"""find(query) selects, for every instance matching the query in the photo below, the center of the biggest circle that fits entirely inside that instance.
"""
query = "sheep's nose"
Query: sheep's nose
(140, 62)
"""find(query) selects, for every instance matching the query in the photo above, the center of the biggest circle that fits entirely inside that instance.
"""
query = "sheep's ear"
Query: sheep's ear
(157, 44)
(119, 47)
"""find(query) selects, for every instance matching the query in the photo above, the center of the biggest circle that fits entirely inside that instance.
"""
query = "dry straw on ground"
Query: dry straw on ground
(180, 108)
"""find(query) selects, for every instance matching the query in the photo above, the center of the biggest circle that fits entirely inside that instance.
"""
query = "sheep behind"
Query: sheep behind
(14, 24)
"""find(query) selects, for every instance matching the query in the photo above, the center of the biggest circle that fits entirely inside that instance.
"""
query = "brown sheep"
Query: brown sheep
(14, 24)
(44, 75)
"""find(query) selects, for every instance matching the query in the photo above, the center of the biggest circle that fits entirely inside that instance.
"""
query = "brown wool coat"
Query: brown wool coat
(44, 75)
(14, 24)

-=-=-=-=-

» DO THIS:
Copy out each line above that contains the word "nose".

» TASK RESPONSE:
query = "sheep's nose"
Query: sheep's nose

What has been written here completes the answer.